TRY IT
Copy the listing exactly. Omit nothing.

DATA

*****

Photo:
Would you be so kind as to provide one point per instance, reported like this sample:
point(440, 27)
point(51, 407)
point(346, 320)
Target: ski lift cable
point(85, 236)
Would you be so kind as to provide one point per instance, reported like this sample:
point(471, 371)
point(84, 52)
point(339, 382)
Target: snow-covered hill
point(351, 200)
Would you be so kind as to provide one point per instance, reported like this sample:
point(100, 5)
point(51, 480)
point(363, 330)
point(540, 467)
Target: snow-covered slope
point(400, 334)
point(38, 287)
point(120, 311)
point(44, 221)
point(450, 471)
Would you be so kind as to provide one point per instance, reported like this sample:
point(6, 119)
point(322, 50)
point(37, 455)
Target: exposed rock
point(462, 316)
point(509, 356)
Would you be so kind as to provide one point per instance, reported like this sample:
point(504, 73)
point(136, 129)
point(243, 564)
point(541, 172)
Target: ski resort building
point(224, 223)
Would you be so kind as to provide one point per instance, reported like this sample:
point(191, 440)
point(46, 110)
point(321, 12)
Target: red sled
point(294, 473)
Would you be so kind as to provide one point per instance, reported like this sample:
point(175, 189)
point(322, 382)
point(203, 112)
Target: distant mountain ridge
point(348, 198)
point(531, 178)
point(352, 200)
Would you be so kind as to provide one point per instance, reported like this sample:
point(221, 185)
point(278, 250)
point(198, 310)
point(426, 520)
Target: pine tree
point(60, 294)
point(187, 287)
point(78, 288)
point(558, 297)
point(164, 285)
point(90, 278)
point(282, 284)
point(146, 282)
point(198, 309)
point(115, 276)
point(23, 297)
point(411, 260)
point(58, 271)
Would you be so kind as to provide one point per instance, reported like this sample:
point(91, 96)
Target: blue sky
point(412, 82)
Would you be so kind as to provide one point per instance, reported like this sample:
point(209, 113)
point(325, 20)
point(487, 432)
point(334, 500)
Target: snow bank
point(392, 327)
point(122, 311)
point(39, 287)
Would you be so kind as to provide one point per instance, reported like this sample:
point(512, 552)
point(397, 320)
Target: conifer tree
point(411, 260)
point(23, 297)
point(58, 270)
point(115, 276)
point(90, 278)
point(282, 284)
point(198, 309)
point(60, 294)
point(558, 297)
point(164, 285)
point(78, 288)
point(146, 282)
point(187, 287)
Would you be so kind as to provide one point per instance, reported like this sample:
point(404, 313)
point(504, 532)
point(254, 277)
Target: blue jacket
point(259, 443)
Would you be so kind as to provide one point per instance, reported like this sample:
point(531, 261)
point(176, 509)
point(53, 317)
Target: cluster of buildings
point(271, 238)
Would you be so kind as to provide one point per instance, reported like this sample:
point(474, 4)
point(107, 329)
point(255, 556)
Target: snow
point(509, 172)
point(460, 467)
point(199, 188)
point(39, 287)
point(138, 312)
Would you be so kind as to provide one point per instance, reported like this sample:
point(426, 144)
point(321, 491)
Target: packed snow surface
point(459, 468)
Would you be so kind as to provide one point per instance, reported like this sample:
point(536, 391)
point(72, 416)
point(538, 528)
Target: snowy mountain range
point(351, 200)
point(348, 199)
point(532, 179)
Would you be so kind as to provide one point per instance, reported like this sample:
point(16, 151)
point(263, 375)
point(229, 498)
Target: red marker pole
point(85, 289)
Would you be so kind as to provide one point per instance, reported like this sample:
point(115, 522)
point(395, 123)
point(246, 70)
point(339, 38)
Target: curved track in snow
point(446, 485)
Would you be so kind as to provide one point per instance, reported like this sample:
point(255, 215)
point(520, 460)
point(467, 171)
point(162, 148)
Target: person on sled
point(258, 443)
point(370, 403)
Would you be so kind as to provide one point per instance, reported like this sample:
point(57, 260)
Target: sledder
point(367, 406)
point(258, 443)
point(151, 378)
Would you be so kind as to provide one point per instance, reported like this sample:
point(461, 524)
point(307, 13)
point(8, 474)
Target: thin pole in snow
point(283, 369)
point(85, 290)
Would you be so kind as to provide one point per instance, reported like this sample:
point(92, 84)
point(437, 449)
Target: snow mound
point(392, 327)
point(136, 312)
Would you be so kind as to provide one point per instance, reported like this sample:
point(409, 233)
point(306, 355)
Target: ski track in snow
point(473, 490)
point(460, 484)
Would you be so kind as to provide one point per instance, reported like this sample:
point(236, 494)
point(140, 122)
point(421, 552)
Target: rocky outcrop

*****

RESULT FOR THIS TASK
Photo:
Would you be so kind as to provide one point per instance, reported like this sample:
point(440, 27)
point(51, 407)
point(346, 320)
Target: ski lift cable
point(85, 236)
Would you be so kind as to provide one point per instance, reported like this sample:
point(471, 371)
point(84, 52)
point(339, 382)
Target: snow-covered hill
point(351, 200)
Would you be so kind as to provide one point per instance, reported like this sample:
point(100, 5)
point(51, 480)
point(363, 330)
point(540, 467)
Target: snow-covered slope
point(400, 334)
point(38, 287)
point(120, 311)
point(44, 221)
point(450, 471)
Would you be so kind as to provide one point per instance, reported like this sample:
point(6, 119)
point(322, 50)
point(37, 455)
Target: exposed rock
point(462, 316)
point(509, 356)
Would you be so kind as to provide one point per instance, reported like this sample:
point(504, 73)
point(136, 129)
point(243, 564)
point(541, 172)
Target: ski resort building
point(224, 223)
Would you be so kind as to provide one point per instance, reported like this sample:
point(191, 440)
point(46, 110)
point(321, 12)
Target: red sled
point(294, 473)
Would you be so kind as to provide one point per instance, reported like this sample:
point(175, 189)
point(322, 382)
point(203, 112)
Target: distant mountain ridge
point(348, 198)
point(531, 178)
point(352, 200)
Would you be so kind as to provide one point per instance, reported like this sample:
point(221, 185)
point(278, 250)
point(198, 310)
point(426, 520)
Target: pine tree
point(60, 294)
point(187, 287)
point(78, 288)
point(558, 297)
point(164, 285)
point(90, 278)
point(282, 284)
point(146, 282)
point(198, 309)
point(115, 276)
point(23, 297)
point(411, 260)
point(58, 271)
Would you be so kind as to provide one point per instance, reported like this sample:
point(91, 96)
Target: blue sky
point(412, 82)
Would you be so kind as to provide one point per instance, reported like this sample:
point(209, 113)
point(325, 20)
point(487, 432)
point(334, 500)
Target: snow bank
point(392, 327)
point(122, 311)
point(39, 287)
Would you be so kind as to provide one point per instance, reported like this sample:
point(512, 552)
point(397, 320)
Target: conifer tree
point(411, 260)
point(23, 297)
point(58, 270)
point(115, 276)
point(90, 278)
point(282, 284)
point(198, 309)
point(60, 294)
point(558, 297)
point(164, 285)
point(78, 288)
point(146, 282)
point(187, 287)
Would you be so kind as to provide one point per instance, reported like this sample:
point(404, 313)
point(504, 532)
point(254, 277)
Target: blue jacket
point(259, 443)
Would you be so kind as to provide one point per instance, reported like this sample:
point(531, 261)
point(176, 509)
point(53, 317)
Target: cluster of buildings
point(271, 238)
Would you be so kind as to provide one point per instance, reported like this sample:
point(474, 4)
point(107, 329)
point(255, 556)
Target: snow
point(509, 172)
point(460, 467)
point(199, 188)
point(39, 287)
point(138, 312)
Would you be so kind as to provide one point per instance, reported like this sample:
point(426, 144)
point(321, 491)
Target: packed snow surface
point(459, 468)
Would you be so kind as to provide one point per instance, reported like this sample:
point(536, 391)
point(72, 416)
point(538, 528)
Target: snowy mountain range
point(351, 200)
point(348, 199)
point(532, 179)
Would you be so kind as to provide one point per instance, reported like this sample:
point(16, 151)
point(263, 375)
point(229, 498)
Target: red marker pole
point(85, 289)
Would you be so kind as to provide one point per instance, reported like this sample:
point(115, 522)
point(395, 123)
point(246, 70)
point(339, 38)
Target: curved track in snow
point(446, 485)
Would you be so kind as to provide one point per instance, reported like this sample:
point(255, 215)
point(520, 460)
point(467, 171)
point(162, 148)
Target: person on sled
point(258, 443)
point(370, 403)
Would you be so kind as to provide one point per instance, reported like this sample:
point(57, 260)
Target: sledder
point(367, 406)
point(258, 443)
point(151, 378)
Would you be so kind as to provide one point per instance, reported like this sample:
point(461, 524)
point(307, 13)
point(8, 474)
Target: thin pole in snow
point(283, 369)
point(85, 290)
Would you be so kind as to provide one point per instance, reported like this sample:
point(92, 84)
point(437, 449)
Target: snow mound
point(392, 327)
point(136, 312)
Would you be so kind as to provide one point per instance, reported like this sample:
point(409, 233)
point(306, 355)
Target: ski track in snow
point(473, 490)
point(460, 484)
Would you be so kind as to provide one point per instance, reported like this sample:
point(236, 494)
point(140, 122)
point(421, 552)
Target: rocky outcrop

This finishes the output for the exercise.